# RECORDS PROVIDED
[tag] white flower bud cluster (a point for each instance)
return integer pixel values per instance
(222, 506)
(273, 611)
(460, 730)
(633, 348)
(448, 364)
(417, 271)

==

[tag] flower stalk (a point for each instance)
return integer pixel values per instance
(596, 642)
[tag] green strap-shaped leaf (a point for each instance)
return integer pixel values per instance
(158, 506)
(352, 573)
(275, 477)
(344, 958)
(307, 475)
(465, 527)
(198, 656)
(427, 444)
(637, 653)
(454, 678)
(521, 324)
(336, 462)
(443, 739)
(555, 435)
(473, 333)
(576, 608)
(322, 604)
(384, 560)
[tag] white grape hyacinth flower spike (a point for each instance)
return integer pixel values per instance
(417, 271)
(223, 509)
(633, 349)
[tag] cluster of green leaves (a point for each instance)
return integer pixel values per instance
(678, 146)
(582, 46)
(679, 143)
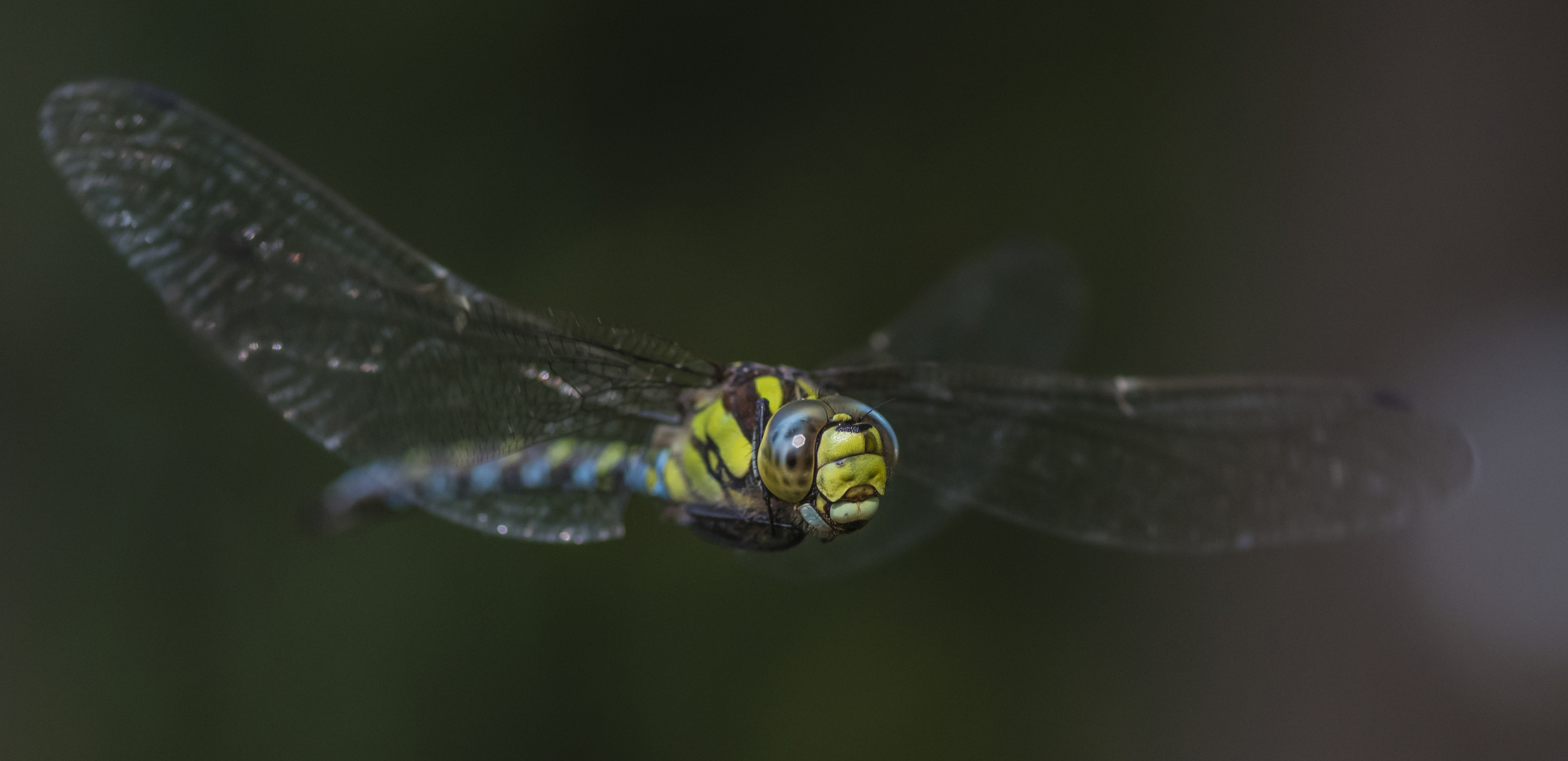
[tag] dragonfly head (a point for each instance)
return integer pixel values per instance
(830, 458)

--

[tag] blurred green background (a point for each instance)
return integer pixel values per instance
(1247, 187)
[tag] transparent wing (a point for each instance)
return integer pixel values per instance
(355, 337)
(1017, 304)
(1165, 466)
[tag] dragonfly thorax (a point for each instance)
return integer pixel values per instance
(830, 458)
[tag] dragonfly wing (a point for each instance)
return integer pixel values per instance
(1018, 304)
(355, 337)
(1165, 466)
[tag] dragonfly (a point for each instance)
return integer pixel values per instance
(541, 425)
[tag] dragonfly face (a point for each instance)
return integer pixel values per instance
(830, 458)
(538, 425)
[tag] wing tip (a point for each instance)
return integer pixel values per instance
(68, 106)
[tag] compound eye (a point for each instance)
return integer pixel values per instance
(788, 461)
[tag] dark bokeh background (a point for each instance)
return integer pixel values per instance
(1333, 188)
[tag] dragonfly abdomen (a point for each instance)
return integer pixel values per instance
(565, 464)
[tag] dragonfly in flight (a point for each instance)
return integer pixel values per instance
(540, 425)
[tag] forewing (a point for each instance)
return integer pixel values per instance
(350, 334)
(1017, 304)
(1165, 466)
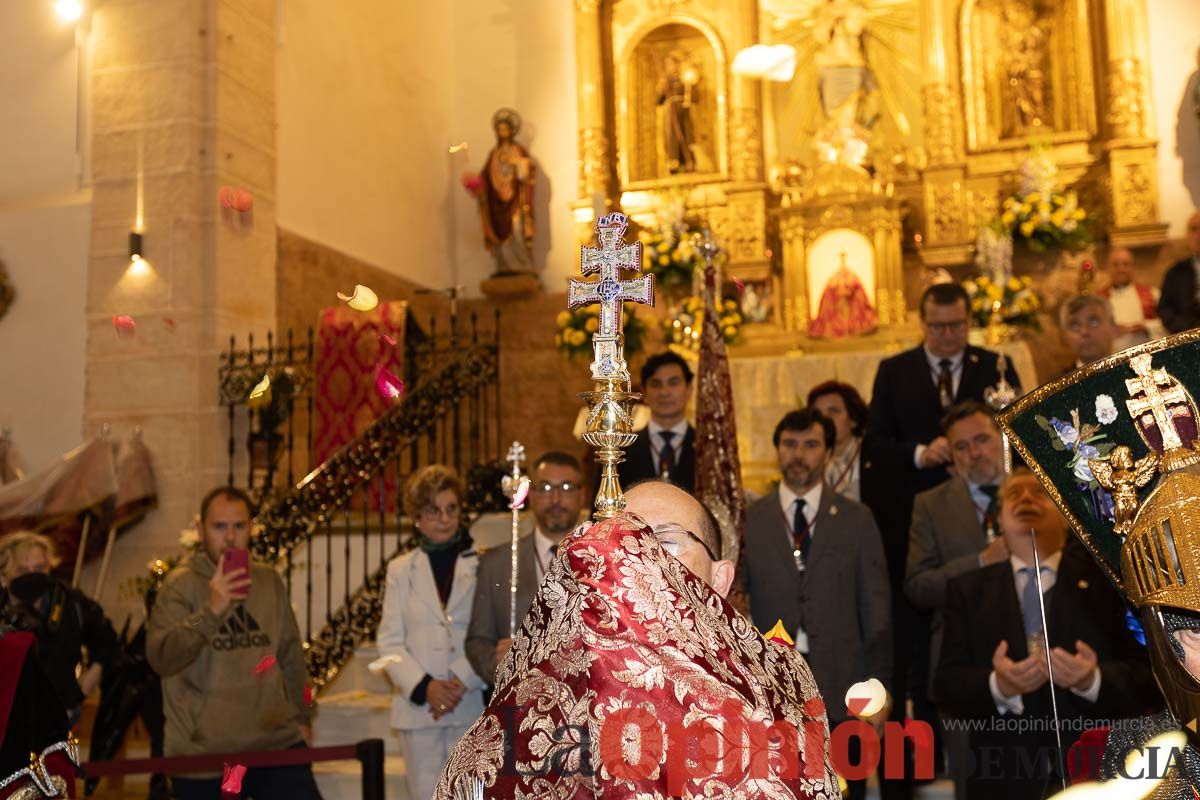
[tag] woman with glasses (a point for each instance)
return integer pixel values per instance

# OBJECTIVE
How many lines of the data above contain the string "background"? Case counts, so match only that exact capitalization, and reply with the number alone.

# RESULT BELOW
2